A uma semana das oitavas de final da Libertadores, antigos problemas continuam sendo frequentes. Infelizmente, o início da Libertadores de 2022 ficou marcado por repetidos casos de racismo, que pareciam ser tão recorrentes quanto o apito final de cada jogo e manchavam o futebol apresentado dentro das quatro linhas. A naturalização dos ocorridos no noticiário é tão extensa que quase não paramos para refletir o tamanho da sua gravidade.


Ainda na pré Libertadores, os confrontos já presenciaram episódios de racismo contra a torcida do Fluminense, nos quais vídeos registraram imitações de macacos por torcedores do Olimpia-PAR, além de uma página de torcedores do Millonarios-COL no TikTok que gravou um vídeo chamando os torcedores brasileiros de “macacos, macaquinhos de favela”. Apenas a equipe paraguaia foi punida, sendo condenada a pagar 30 mil dólares.


Durante a fase de grupos, cenas lamentáveis voltaram a se repetir. Na segunda rodada, a torcida do River Plate foi flagrada atirando bananas em torcedores do Fortaleza, o que ocasionou em uma multa de 150 mil reais ao clube argentino aplicada pela Conmebol. A terceira rodada apresentou mais ocorrências marcantes: gritos de “macaco” da torcida do Emelec-ARG para torcedores do Palmeiras, além de vídeos que flagraram imitações racistas por torcedores da Universidad Católica-CHI e do Boca Juniors-ARG contra o Flamengo e o Corinthians, respectivamente. Este segundo caso contou com a prisão imediata do torcedor, que, após o pagamento da fiança, ironizou o ocorrido em uma postagem no Instagram dizendo: “Aqui não aconteceu nada”, acompanhado de um emoji de macaco.


Nas últimas semanas, pouco foi falado sobre possíveis punições e a ausência de condenações mais severas para que se possa evitar futuros casos. A quantidade de novas notícias que recebemos em tão pouco tempo faz com que casos recentes sejam apagados da nossa memória, e, a uma semana do início da próxima fase do torneio, vimos poucas medidas serem tomadas para punir os responsáveis pelos atos de racismo.


Após os seguidos episódios na edição de 2022, a Conmebol se pronunciou prometendo punições mais severas, considerando qualquer manifestação racista como “ABSOLUTAMENTE INACEITÁVEL”. Além disso, também foi afirmado que “A CONMEBOL promoverá mudanças nos regulamentos para AUMENTAR e ENDURECER as penalidades em casos de racismo.” e que o avanço tecnológico pode beneficiar o futebol para prevenir episódios de racismo, “pois agora é possível IDENTIFICAR COM CLAREZA OS INFRATORES E PUNI-LOS COM MAIOR SEVERIDADE.”

Conteúdo da listagem:

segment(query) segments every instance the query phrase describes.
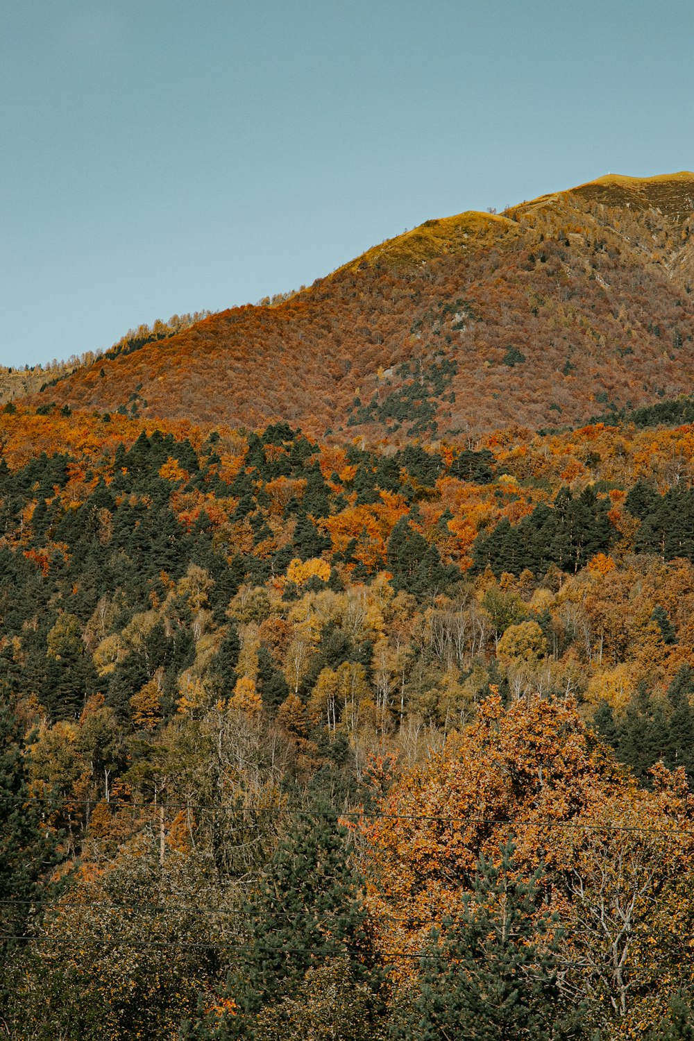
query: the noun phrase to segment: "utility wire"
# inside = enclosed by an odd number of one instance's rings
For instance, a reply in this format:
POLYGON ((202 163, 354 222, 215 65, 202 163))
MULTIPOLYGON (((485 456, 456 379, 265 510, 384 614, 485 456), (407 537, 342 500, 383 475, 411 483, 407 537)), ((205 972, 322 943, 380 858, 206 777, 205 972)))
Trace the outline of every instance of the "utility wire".
MULTIPOLYGON (((45 803, 54 802, 52 796, 48 795, 31 795, 23 797, 21 795, 0 795, 0 802, 18 802, 22 804, 26 803, 45 803)), ((686 831, 684 829, 672 829, 665 831, 661 828, 650 828, 646 824, 615 824, 606 823, 603 821, 597 820, 510 820, 508 818, 500 817, 473 817, 473 816, 448 816, 445 814, 427 814, 427 813, 386 813, 377 810, 346 810, 344 812, 337 810, 306 810, 297 807, 284 807, 284 806, 233 806, 226 803, 202 803, 202 804, 189 804, 189 803, 103 803, 102 799, 73 799, 66 798, 65 802, 71 806, 92 806, 96 807, 99 805, 108 806, 114 809, 117 812, 122 812, 130 809, 148 809, 148 810, 223 810, 229 813, 235 814, 246 814, 253 813, 262 815, 266 814, 277 814, 285 816, 295 816, 295 817, 328 817, 334 818, 336 820, 410 820, 419 821, 426 820, 430 822, 437 821, 439 823, 449 823, 449 824, 491 824, 499 826, 503 824, 507 828, 514 830, 516 828, 580 828, 586 830, 595 831, 608 831, 608 832, 643 832, 651 835, 662 835, 666 838, 672 836, 686 836, 688 838, 694 839, 694 821, 692 821, 692 830, 686 831)), ((55 807, 56 811, 62 809, 61 807, 55 807)), ((255 823, 255 821, 251 821, 255 823)))

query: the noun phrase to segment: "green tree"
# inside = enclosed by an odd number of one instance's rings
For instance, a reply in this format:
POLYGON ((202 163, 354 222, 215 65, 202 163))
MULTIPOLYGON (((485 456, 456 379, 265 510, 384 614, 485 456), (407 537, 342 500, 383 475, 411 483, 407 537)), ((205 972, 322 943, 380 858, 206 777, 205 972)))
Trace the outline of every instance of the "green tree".
MULTIPOLYGON (((331 812, 307 812, 297 819, 246 908, 251 932, 226 991, 237 1011, 184 1024, 182 1037, 261 1037, 266 1035, 257 1033, 260 1023, 273 1019, 286 1026, 295 1007, 291 999, 305 989, 307 974, 334 963, 342 966, 343 981, 359 989, 362 1004, 369 992, 369 1016, 378 1018, 381 974, 369 953, 360 880, 350 863, 346 838, 331 812)), ((340 1007, 341 1001, 334 1004, 335 1030, 340 1007)), ((290 1036, 286 1030, 285 1035, 290 1036)))
POLYGON ((503 845, 498 866, 481 857, 461 917, 433 932, 403 1041, 561 1036, 558 932, 541 910, 541 871, 520 879, 514 850, 503 845))
MULTIPOLYGON (((4 693, 4 692, 3 692, 4 693)), ((46 898, 46 877, 57 862, 55 837, 43 819, 50 810, 31 803, 21 728, 6 701, 0 704, 0 1007, 12 989, 35 906, 46 898)))

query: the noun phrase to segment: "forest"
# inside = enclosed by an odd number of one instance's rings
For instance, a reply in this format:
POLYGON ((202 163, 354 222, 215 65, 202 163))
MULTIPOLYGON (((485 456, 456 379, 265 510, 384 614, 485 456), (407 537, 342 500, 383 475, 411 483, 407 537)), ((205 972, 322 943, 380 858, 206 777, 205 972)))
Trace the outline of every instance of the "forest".
POLYGON ((5 405, 0 1034, 692 1037, 659 408, 369 445, 5 405))
POLYGON ((692 198, 694 174, 607 178, 429 220, 295 294, 140 326, 25 392, 399 448, 614 422, 691 392, 692 198))

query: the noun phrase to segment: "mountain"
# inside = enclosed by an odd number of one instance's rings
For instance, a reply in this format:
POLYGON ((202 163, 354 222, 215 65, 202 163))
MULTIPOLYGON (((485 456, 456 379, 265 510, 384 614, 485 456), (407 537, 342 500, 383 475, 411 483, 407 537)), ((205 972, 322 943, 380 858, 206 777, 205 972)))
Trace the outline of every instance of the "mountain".
POLYGON ((394 443, 580 424, 691 389, 693 231, 688 172, 426 221, 28 401, 394 443))

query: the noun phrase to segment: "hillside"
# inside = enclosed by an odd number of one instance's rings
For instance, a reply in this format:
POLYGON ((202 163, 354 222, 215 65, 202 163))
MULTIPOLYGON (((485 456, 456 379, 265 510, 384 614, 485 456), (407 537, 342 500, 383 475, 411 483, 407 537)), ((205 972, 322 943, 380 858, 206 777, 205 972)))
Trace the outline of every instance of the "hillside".
POLYGON ((273 307, 97 360, 33 405, 314 435, 477 437, 689 392, 694 174, 427 221, 273 307))
POLYGON ((511 954, 590 1030, 544 1036, 686 1037, 679 406, 477 452, 3 409, 6 1036, 402 1038, 432 929, 541 877, 511 954))

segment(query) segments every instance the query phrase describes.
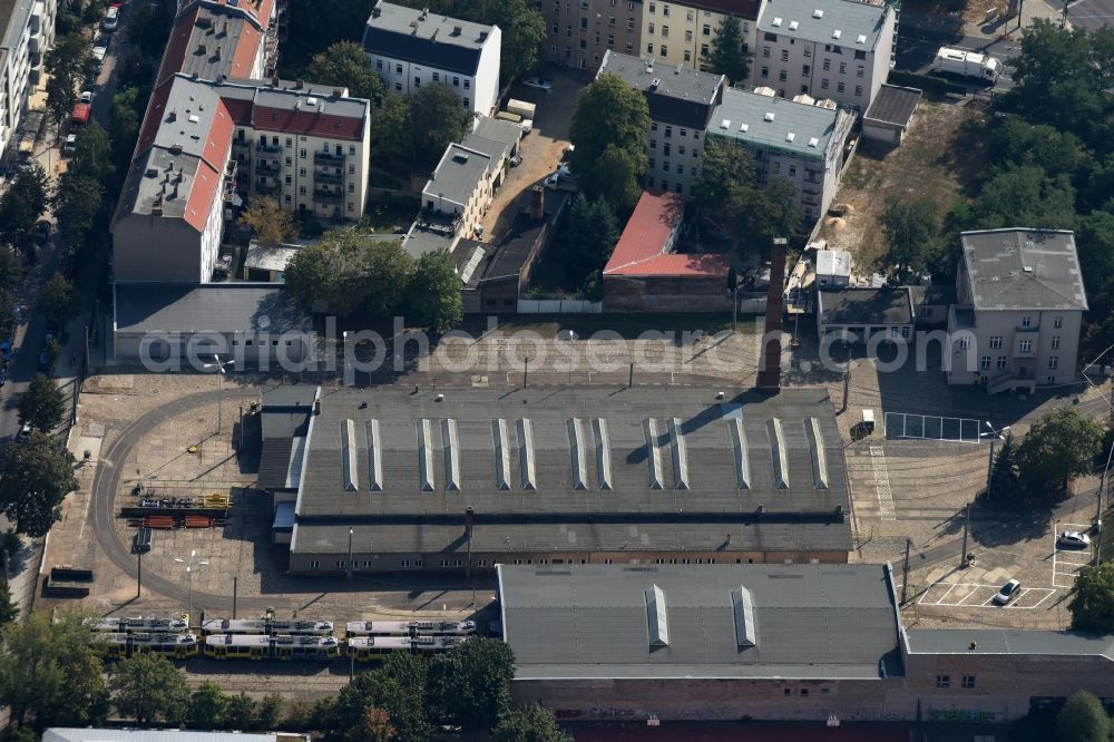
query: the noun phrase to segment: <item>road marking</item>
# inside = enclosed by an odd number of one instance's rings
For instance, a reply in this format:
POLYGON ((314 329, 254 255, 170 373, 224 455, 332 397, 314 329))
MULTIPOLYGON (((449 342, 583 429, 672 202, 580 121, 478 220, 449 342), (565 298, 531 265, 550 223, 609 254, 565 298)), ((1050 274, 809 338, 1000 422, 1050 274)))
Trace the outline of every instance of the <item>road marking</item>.
POLYGON ((886 468, 886 451, 881 446, 870 447, 870 468, 874 475, 874 491, 878 492, 878 517, 880 520, 897 520, 893 510, 893 492, 890 490, 890 473, 886 468))

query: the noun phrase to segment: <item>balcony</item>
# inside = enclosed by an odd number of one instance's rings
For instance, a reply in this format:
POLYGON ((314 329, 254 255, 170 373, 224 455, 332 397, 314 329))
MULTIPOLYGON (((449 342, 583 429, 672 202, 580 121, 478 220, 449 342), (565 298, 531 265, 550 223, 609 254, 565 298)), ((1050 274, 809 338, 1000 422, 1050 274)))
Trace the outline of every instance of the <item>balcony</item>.
POLYGON ((324 152, 322 149, 313 150, 313 162, 314 163, 335 163, 340 164, 344 162, 344 155, 335 155, 333 153, 324 152))

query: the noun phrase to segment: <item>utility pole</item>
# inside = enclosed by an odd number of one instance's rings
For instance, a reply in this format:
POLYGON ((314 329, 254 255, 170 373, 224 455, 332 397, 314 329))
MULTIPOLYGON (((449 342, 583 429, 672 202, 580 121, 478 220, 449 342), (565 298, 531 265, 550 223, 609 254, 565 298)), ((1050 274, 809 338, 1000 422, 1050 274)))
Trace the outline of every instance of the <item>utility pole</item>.
POLYGON ((967 510, 967 515, 964 517, 964 550, 959 555, 959 566, 960 566, 960 568, 964 568, 964 567, 967 566, 967 535, 970 533, 970 529, 971 529, 971 504, 970 502, 967 504, 966 510, 967 510))

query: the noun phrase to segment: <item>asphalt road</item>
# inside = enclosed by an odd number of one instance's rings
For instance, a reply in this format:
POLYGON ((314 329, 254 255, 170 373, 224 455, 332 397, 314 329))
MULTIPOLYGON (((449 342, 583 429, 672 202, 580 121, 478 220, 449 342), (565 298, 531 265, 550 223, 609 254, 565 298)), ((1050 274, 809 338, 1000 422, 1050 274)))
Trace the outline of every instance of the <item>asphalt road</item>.
POLYGON ((1075 0, 1067 6, 1067 20, 1088 31, 1114 26, 1114 0, 1075 0))

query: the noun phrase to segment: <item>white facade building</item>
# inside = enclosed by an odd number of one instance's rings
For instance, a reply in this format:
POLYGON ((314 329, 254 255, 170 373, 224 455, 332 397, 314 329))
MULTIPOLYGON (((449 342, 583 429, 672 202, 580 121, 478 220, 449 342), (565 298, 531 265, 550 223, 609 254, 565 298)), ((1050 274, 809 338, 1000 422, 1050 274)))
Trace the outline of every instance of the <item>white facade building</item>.
POLYGON ((893 66, 897 17, 888 4, 769 0, 759 19, 756 85, 864 111, 893 66))
POLYGON ((443 82, 465 108, 490 116, 499 100, 498 26, 416 10, 380 0, 363 30, 363 49, 388 87, 414 95, 443 82))

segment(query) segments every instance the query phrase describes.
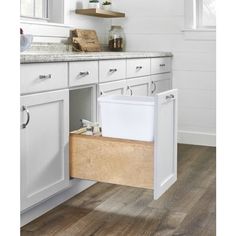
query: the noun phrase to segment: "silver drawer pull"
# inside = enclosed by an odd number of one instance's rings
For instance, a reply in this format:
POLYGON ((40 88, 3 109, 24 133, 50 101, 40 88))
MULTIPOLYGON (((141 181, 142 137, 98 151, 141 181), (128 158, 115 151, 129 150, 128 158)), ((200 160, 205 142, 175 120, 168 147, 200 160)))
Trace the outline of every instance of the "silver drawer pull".
POLYGON ((114 73, 114 72, 116 72, 116 71, 117 71, 117 69, 110 69, 110 70, 109 70, 110 73, 114 73))
POLYGON ((22 106, 22 111, 25 111, 26 114, 27 114, 27 120, 24 124, 22 124, 22 129, 25 129, 27 127, 27 125, 29 124, 29 121, 30 121, 30 113, 29 113, 29 110, 27 109, 26 106, 22 106))
POLYGON ((175 96, 173 94, 170 94, 170 95, 166 96, 166 100, 173 99, 173 98, 175 98, 175 96))
POLYGON ((79 73, 80 76, 86 76, 86 75, 89 75, 89 71, 82 71, 79 73))
POLYGON ((130 86, 127 86, 127 91, 130 90, 130 96, 133 96, 133 90, 130 88, 130 86))
POLYGON ((51 78, 52 78, 52 75, 51 75, 51 74, 48 74, 48 75, 40 75, 39 78, 40 78, 40 79, 51 79, 51 78))

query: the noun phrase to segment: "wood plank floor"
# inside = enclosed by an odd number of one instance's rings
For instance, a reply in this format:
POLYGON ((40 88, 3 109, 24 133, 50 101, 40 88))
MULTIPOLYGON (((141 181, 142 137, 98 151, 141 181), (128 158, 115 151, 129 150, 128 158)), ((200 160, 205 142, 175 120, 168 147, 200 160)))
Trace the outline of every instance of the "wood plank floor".
POLYGON ((216 150, 179 145, 178 181, 153 191, 98 183, 25 225, 22 236, 214 236, 216 150))

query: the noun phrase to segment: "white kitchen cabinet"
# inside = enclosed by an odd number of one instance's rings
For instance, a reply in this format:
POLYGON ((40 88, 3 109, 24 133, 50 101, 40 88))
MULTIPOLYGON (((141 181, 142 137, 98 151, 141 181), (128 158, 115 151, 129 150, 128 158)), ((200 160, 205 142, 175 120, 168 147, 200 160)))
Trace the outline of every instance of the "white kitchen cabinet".
POLYGON ((99 82, 109 82, 125 79, 126 60, 99 61, 99 82))
POLYGON ((21 210, 69 185, 68 90, 21 96, 21 210))
POLYGON ((150 75, 150 58, 128 59, 127 78, 135 78, 150 75))
POLYGON ((99 95, 125 95, 126 80, 99 84, 99 95))
POLYGON ((171 73, 151 75, 151 96, 170 90, 171 73))
POLYGON ((127 79, 126 95, 130 96, 149 96, 150 76, 127 79))

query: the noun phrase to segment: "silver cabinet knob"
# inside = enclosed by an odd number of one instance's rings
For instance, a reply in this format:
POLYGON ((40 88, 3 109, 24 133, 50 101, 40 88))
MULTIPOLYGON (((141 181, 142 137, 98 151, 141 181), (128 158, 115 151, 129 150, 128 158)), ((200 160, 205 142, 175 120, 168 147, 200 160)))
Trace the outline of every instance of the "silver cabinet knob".
POLYGON ((89 75, 89 74, 90 74, 89 71, 81 71, 81 72, 79 73, 80 76, 87 76, 87 75, 89 75))
POLYGON ((170 95, 166 96, 166 100, 173 99, 173 98, 175 98, 175 96, 173 94, 170 94, 170 95))
POLYGON ((127 86, 127 91, 130 91, 130 96, 133 96, 133 90, 130 88, 130 86, 127 86))
POLYGON ((22 129, 25 129, 27 127, 27 125, 29 124, 30 122, 30 113, 29 113, 29 110, 26 106, 22 106, 22 111, 25 111, 26 114, 27 114, 27 120, 24 124, 22 124, 22 129))
POLYGON ((110 69, 110 70, 109 70, 110 73, 114 73, 114 72, 116 72, 116 71, 117 71, 116 68, 115 68, 115 69, 110 69))
POLYGON ((151 91, 151 93, 154 93, 155 91, 156 91, 156 89, 157 89, 157 85, 156 85, 156 83, 154 82, 154 81, 152 81, 152 84, 153 84, 153 90, 151 91))
POLYGON ((51 79, 52 78, 52 74, 48 74, 48 75, 39 75, 39 79, 51 79))

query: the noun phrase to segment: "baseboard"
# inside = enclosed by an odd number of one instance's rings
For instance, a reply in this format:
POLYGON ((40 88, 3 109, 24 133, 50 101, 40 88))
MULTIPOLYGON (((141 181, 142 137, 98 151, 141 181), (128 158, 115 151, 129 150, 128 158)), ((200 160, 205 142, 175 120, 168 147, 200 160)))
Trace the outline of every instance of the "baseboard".
POLYGON ((95 182, 87 181, 87 180, 72 180, 70 182, 71 186, 67 188, 65 191, 49 198, 48 200, 44 201, 43 203, 29 209, 28 211, 21 214, 21 226, 26 225, 27 223, 31 222, 32 220, 38 218, 39 216, 45 214, 46 212, 50 211, 51 209, 55 208, 56 206, 60 205, 61 203, 67 201, 68 199, 72 198, 76 194, 84 191, 85 189, 89 188, 95 182))
POLYGON ((215 147, 216 134, 179 130, 178 143, 215 147))

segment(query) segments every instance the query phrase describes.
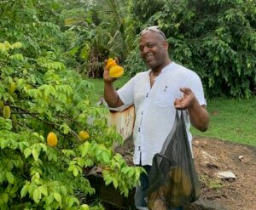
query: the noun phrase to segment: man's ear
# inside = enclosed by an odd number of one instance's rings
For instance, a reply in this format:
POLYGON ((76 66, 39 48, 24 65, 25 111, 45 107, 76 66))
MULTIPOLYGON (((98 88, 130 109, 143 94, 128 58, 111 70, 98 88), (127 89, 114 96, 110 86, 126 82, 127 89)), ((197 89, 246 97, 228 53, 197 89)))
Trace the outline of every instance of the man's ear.
POLYGON ((166 51, 168 51, 169 43, 167 41, 164 41, 164 48, 166 51))

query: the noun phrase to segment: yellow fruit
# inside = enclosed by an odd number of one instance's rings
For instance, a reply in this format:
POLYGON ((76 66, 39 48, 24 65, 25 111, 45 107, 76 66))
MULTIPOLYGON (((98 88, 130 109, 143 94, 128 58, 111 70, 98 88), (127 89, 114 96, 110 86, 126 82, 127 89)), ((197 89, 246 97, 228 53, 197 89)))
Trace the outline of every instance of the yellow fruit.
POLYGON ((107 60, 108 64, 110 63, 110 62, 113 62, 113 61, 114 61, 114 60, 111 58, 108 59, 108 60, 107 60))
POLYGON ((47 136, 47 144, 50 146, 55 146, 58 144, 58 138, 53 132, 49 132, 47 136))
POLYGON ((4 105, 3 109, 3 117, 9 119, 10 117, 11 111, 9 106, 4 105))
POLYGON ((119 77, 123 74, 124 74, 124 69, 119 65, 114 65, 109 69, 109 76, 111 77, 119 77))
POLYGON ((12 81, 12 82, 9 83, 9 92, 10 94, 13 94, 13 93, 15 91, 15 88, 16 88, 16 84, 15 84, 15 82, 12 81))
POLYGON ((107 61, 107 65, 106 65, 106 69, 109 70, 111 67, 117 65, 115 60, 113 60, 113 59, 108 59, 107 61))
POLYGON ((87 131, 80 131, 79 137, 80 137, 81 140, 85 140, 90 137, 90 135, 87 131))
POLYGON ((3 100, 0 100, 0 108, 3 108, 4 106, 4 104, 3 102, 3 100))
POLYGON ((80 207, 80 210, 89 210, 89 206, 87 204, 83 204, 80 207))

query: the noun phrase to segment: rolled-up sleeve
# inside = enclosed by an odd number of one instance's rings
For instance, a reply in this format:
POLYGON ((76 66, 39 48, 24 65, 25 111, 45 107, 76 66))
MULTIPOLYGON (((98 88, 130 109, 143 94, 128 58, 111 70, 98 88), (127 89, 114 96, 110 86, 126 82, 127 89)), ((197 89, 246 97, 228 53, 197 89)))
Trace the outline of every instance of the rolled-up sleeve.
POLYGON ((136 77, 132 77, 121 88, 119 88, 117 93, 120 100, 125 105, 132 105, 134 103, 134 85, 135 85, 136 77))

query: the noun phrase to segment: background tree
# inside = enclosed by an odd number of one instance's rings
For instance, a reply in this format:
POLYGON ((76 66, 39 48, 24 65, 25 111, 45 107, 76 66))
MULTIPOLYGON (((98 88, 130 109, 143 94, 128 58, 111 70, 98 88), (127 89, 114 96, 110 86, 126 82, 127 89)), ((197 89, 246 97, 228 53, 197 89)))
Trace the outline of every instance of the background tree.
POLYGON ((125 195, 138 181, 141 169, 113 151, 122 139, 108 110, 91 105, 91 84, 63 63, 58 3, 0 3, 1 209, 88 209, 77 195, 94 193, 86 175, 95 165, 125 195))

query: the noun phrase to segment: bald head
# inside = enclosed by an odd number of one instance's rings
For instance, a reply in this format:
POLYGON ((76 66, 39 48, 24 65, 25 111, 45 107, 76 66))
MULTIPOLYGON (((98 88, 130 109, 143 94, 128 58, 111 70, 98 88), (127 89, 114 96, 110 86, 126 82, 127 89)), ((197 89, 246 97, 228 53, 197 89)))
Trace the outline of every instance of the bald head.
POLYGON ((149 31, 152 31, 154 33, 156 33, 158 36, 158 38, 161 41, 166 41, 166 37, 165 35, 165 33, 158 28, 158 26, 151 26, 151 27, 147 27, 145 29, 143 29, 141 32, 140 32, 140 36, 142 37, 143 34, 148 33, 149 31))

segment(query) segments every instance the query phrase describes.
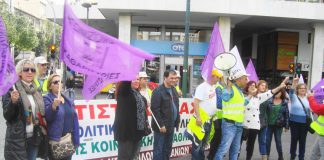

Tarefas propostas:
• a. Verifique se cada afirmação abaixo está de acordo com o texto sobre o racismo na Libertadores de 2022, respondendo sim ou não e citando literalmente as palavras do texto que decidem a questão: (i) o Olimpia foi condenado a pagar 30 mil dólares; (ii) a torcida do River Plate atirou bananas em torcedores do Palmeiras; (iii) a Conmebol anunciou mudanças nos regulamentos para aumentar as penalidades em casos de racismo.
• b. Estenda o texto sobre o racismo na Libertadores de 2022 a partir do ponto em que ele termina.

Respostas do exercício:
• a.
(i) Sim: “Apenas a equipe paraguaia foi punida, sendo condenada a pagar 30 mil dólares.”
(ii) Não: “a torcida do River Plate foi flagrada atirando bananas em torcedores do Fortaleza”.
(iii) Sim: “A CONMEBOL promoverá mudanças nos regulamentos para AUMENTAR e ENDURECER as penalidades em casos de racismo.”

• b.
Mesmo assim, o posicionamento em questão pouco diz sobre as propostas ou medidas da Conmebol para possíveis novos casos, e nem aumenta as punições dos atos já cometidos. Seu texto parece mais demonstrar um inconformismo quase unânime na sociedade, que chega a soar tão vago quanto ouvir que “racismo é ruim”. Faltam medidas, faltam propostas e falta a materialização de um sentimento de injustiça no racismo que é alegado por muitos, mas posto em prática pela minoria.


Além de apenas uma sensação, a presença do racismo na sociedade contemporânea foi confirmada pela maioria dos participantes em uma pesquisa realizada pelo Instituto Locomotiva. Entre os dias 15 e 20 de abril de 2021, 1630 pessoas foram entrevistadas em 72 cidades do país para entender como o racismo estrutural impacta a vida das pessoas negras no Brasil em uma iniciativa encomendada pelo Carrefour, em grande parte motivada pela morte de um homem negro por espancamento em um supermercado da rede no final de 2020. Por mais que os casos ocorridos na Libertadores envolvam toda a América do Sul e caracterizem expressões de racismo explícito, não apenas estrutural, os números se mostram relevantes. Na pesquisa, 84% da população brasileira considerou o Brasil um país preconceituoso em relação a pessoas negras, enquanto apenas 4% dos candidatos assumiram ter algum tipo de preconceito. Muito se diz, se acha e se pensa contra o racismo, mas pouco se faz, simplesmente por não enxergarmos a forma em que práticas preconceituosas já estão enraizadas na sociedade ou pela má-fé de quem não está disposto a perder seus privilégios de não lidar constantemente com essas questões.


O esporte não deixa de ser um retrato da nossa sociedade, no qual um ato racista pode se mostrar chocante e incabível, mas atos que impeçam práticas racistas já normalizadas são raros. Alguns torcedores foram presos e pagaram fiança, alguns clubes pagaram uma multa que representa uma ínfima fração de suas receitas milionárias, mas exatamente no momento em que você lê esse texto, todos os responsáveis pelos atos racistas gozam de sua liberdade, enquanto os seus respectivos clubes continuam participando de todas as competições.


Sempre tendi a ser relativamente contrário a punir os clubes ou toda a torcida de um time por atos isolados de indivíduos, pois decisões erradas de poucas pessoas poderiam prejudicar planejamentos anuais de clubes, além de diversas pessoas que gostam de apreciar o esporte, algo que seria, na minha visão, injusto. Mesmo assim, ainda valem os questionamentos: Até que ponto seria injusto? Seria tão injusto tomar uma medida radical para extinguir práticas racistas do futebol? Seria tão injusto deixar de normalizar ou diminuir práticas preconceituosas em um ambiente esportivo com o intuito de também diminuí-las na sociedade?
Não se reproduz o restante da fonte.